─── THE DATA ───
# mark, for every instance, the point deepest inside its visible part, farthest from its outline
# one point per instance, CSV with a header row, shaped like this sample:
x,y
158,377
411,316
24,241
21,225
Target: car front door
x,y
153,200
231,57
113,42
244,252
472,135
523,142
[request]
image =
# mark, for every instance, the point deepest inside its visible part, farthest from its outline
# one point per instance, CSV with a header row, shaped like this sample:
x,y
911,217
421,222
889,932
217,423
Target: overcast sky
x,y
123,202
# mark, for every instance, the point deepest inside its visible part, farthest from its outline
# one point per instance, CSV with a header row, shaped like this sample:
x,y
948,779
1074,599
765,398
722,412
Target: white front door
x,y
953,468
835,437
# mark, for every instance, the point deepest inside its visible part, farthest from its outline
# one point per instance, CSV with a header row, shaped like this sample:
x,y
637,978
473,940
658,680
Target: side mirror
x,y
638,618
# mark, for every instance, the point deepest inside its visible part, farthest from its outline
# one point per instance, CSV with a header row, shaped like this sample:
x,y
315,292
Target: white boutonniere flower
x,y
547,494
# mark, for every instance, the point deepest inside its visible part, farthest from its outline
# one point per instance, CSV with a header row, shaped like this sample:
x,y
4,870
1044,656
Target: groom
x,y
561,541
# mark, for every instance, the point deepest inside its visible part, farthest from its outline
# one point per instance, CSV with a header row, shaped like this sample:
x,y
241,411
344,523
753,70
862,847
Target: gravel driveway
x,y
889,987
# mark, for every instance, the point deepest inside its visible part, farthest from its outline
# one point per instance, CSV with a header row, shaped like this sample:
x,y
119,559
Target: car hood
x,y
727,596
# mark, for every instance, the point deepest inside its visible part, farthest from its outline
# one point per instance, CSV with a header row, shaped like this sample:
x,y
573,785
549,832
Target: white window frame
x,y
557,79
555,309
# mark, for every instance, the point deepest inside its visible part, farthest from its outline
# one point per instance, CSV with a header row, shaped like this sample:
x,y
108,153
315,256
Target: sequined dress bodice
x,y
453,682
───
WHAT IS REQUIRED :: Please set down the whole listing above without altering a single line.

FINAL ANSWER ::
# mark, for every instance, the point deepest inside its visible part, farthest from its outline
# one point per instance, CSV with a header row, shaped like this sample:
x,y
158,377
411,316
24,241
21,225
Target: car front door
x,y
153,200
231,57
113,42
244,252
472,135
523,142
[request]
image =
# mark, for every instance, the point deepest inside its visible part, farthest from its outline
# one point per instance, CSV with a header row, shaped like this sample:
x,y
911,217
421,222
889,932
217,423
Target: overcast sky
x,y
123,202
# mark, for every instance, the point deepest inside its visible part, farthest from its outline
# one point per instance, CSV with a header row, shaped like this sample:
x,y
948,779
1074,599
765,398
722,412
Target: white front door
x,y
953,468
835,437
# mark, for every instance, the point deepest inside its visible part, farthest from its outline
# one point per instance, CSV with a header row, shaped like this sample:
x,y
637,978
473,940
658,680
Target: side mirror
x,y
638,618
# mark, for every instance, the point deepest inside its visible part, farthest from its outline
# one point per instance, CSV with a header row, shaped like this sample:
x,y
315,292
Target: white boutonniere flower
x,y
547,494
# mark, for every instance, the point deepest inside its visible part, farthest from its outline
# one point per instance, CSV with a header row, shaped like this sample:
x,y
4,870
1044,656
Target: groom
x,y
561,541
# mark, for every instance, the point deepest inside its visible part, farthest from its outline
# one point per instance, CSV with a header row, shaped like this sample:
x,y
241,411
344,523
753,70
862,847
Target: gravel driveway
x,y
889,987
# mark, for every instance, the point deepest inside its visible part, farthest from its outline
# one point per instance, CSV with a header row, shaped like this sample:
x,y
119,559
Target: car hood
x,y
727,596
# mark, for every instance, the point deepest inside its visible part, farthest from its outline
# one point per instance, CSV with a header row, shaped like this sample:
x,y
573,785
549,832
Target: white window frame
x,y
557,79
555,309
# mark, for every instance, the point deepest inside its visible part, farthest from its outline
# one point per instance, CSV with a header row, shaped like this sample:
x,y
108,153
315,256
Target: sequined dress bodice
x,y
453,682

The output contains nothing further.